EXCERPT:
OpenCV Integration With Live 360 Video for Robotics
Use OpenCV and a 360° camera with Linux to add object recognition to your robot in real-time using 4K 30fps live video and applications in Python or C++.
Join the DZone community and get the full member experience.
Join For FreeAs artificial intelligence gets more advanced, robots are increasingly used to free humans from the risks of inspecting dangerous locations or the drudgery of routine visual surveillance. To provide some degree of autonomous decision, the robot often has cameras connected to an onboard Linux computer such as an NVIDIA Jetson or x86 single-board computer (SBC).
If the application benefits from live 360-degree video, there are two approaches. The first, more difficult approach is to use multiple cameras and stitch the video together on the computer or process each video feed separately. The number of cameras used depends on the field of view of each camera. If the robot uses two fisheye lenses that can show more than 180 degrees, only two cameras are needed. It's common to use three or four cameras.

PROBLEMS TO WORK ON:
1. Rewrite the paragraph of the OpenCV article that begins "If the application benefits from live 360-degree video" as a short bulleted list that keeps its main facts.
2. According to the OpenCV article, which onboard Linux computers are given as examples of what a robot's cameras are often connected to?
3. Continue the OpenCV article from its final sentence.

Rows from a pointing dataset
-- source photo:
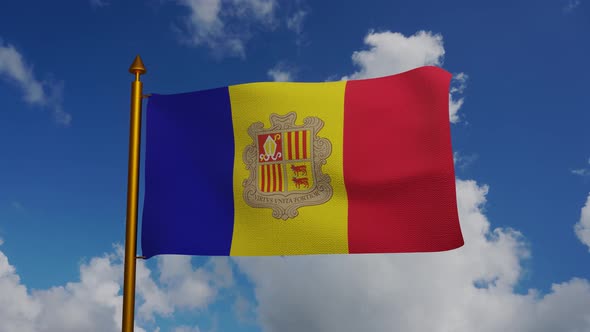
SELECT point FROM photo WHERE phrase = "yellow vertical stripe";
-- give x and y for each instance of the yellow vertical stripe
(308, 133)
(319, 228)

ANSWERS PER TASK:
1.
- Live 360-degree video can be handled in two ways.
- The first, more difficult way uses multiple cameras. Their video is either stitched together on the computer or processed feed by feed.
- The number of cameras depends on each camera's field of view.
- Two fisheye lenses that each show more than 180 degrees require only two cameras.
- Three or four cameras are common.

2. An NVIDIA Jetson or an x86 single-board computer (SBC).

3.
A simpler approach is to use a consumer 360° camera. On the free and independent theta360.guide developer community, one of the most popular topics developers discuss is how to add 360° vision to their robot prototype and feed the video into OpenCV.
Although there are different ways to get the video from the 360° camera to the Linux computer, the most popular method is to use a USB cable. WiFi and Ethernet are not as popular. The RICOH THETA V, X, and Z1 models can appear as a USB webcam to the Linux computer. However, a bit of work is required on Linux. MacOS computers can use the RICOH THETA camera directly. For Windows, RICOH provides a driver. For Linux, RICOH provides a modified version of libuvc on GitHub called libuvc-theta.
To expose the camera as a video device to OpenCV, RICOH provides a sample program, libuvc-theta-sample. This can be used with v4l2loopback to make a /dev/video*
device available to OpenCV.
To test the camera to Linux computer connection, first attach a USB cable from the camera to the Linux computer and run these steps:
git clone https://github.com/ricohapi/libuvc-theta.git
sudo apt install libjpeg-dev
cd libuvc-theta
mkdir build
cd build
cmake ..
make
sudo make install
cd ../..
git clone https://github.com/ricohapi/libuvc-theta-sample.git
cd libuvc-theta-sample/gst
make
# THETA must be plugged into your computer and in
# live streaming mode
./gst_viewer
If the build fails, you may need additional gstreamer libraries. This will install all the libraries.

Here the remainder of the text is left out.